TASK BRIEF: Answer with only the number of lines below where "pixel" appears.

[Natural language region descriptions]

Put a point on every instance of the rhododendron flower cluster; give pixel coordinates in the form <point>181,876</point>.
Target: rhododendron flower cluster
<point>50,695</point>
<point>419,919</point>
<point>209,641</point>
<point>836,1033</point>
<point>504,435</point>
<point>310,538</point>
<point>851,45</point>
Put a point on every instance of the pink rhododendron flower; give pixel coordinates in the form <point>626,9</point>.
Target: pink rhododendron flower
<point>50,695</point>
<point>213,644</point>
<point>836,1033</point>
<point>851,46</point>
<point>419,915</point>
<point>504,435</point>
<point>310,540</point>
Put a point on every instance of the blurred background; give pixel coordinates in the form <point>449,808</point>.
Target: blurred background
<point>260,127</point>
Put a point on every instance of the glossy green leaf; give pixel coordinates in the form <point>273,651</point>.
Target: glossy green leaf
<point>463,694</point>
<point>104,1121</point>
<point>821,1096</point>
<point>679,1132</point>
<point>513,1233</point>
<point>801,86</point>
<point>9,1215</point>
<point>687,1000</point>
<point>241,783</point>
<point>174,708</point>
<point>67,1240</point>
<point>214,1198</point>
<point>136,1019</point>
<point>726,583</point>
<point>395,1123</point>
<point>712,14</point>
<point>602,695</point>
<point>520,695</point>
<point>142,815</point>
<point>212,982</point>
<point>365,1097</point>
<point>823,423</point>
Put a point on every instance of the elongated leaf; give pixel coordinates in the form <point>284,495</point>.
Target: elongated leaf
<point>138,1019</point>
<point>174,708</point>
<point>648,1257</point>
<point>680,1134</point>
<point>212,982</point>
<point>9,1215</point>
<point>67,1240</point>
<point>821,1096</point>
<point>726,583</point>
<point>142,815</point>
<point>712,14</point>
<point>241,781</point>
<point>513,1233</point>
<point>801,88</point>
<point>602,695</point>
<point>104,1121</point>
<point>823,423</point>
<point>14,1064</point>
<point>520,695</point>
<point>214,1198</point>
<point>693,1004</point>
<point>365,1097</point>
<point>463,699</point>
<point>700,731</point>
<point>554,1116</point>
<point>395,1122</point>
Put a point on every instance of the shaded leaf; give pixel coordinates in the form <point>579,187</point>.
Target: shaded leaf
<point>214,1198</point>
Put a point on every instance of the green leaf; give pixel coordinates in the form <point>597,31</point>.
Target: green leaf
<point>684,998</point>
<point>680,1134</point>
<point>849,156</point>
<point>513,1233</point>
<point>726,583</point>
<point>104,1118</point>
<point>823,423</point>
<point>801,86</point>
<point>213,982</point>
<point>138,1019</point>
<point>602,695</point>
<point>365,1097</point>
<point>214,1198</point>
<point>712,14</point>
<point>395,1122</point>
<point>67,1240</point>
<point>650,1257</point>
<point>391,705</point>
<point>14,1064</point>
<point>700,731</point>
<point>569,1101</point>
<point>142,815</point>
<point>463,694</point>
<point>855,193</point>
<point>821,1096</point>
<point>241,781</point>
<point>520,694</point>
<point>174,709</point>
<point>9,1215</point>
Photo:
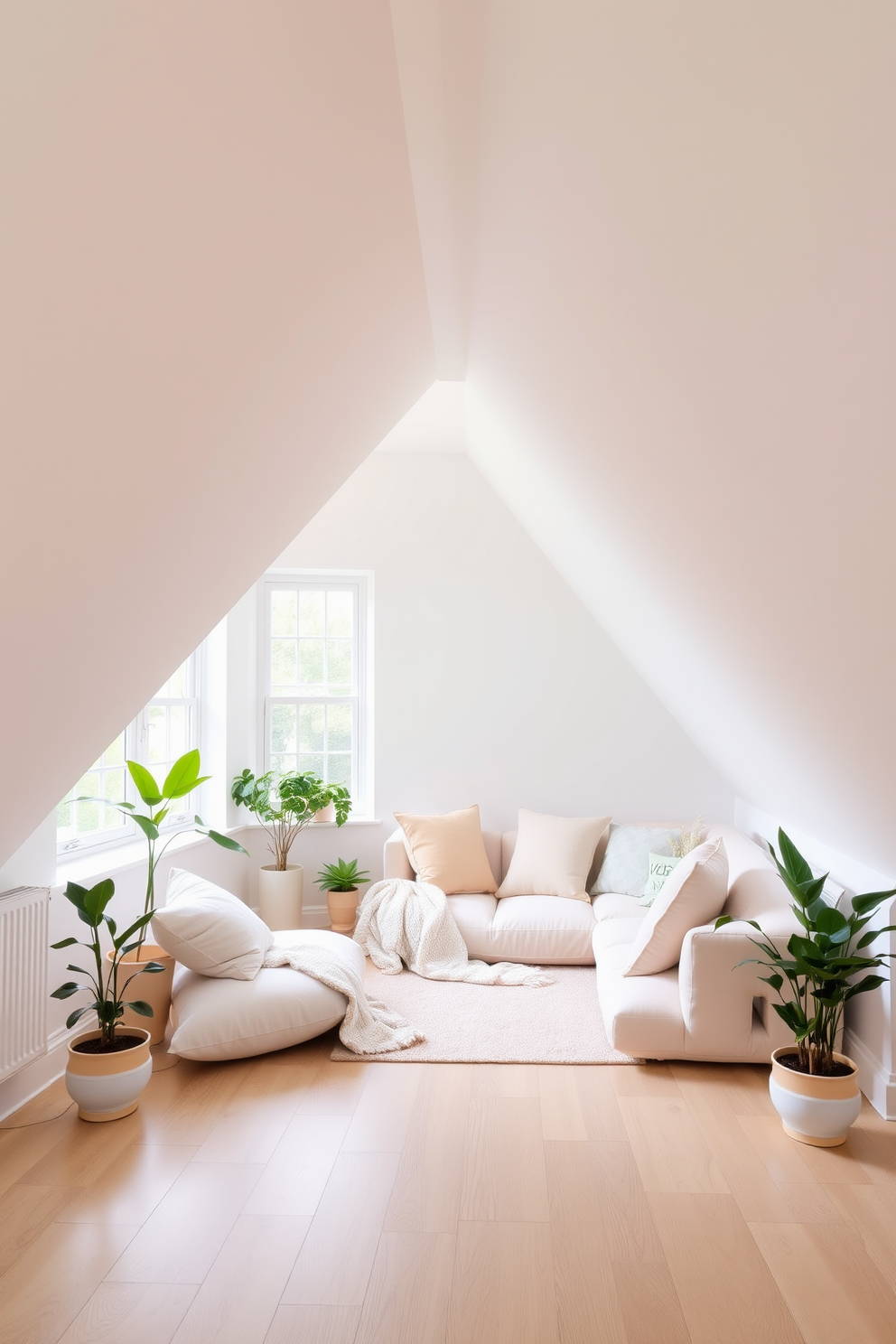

REPLY TO THE TASK: 7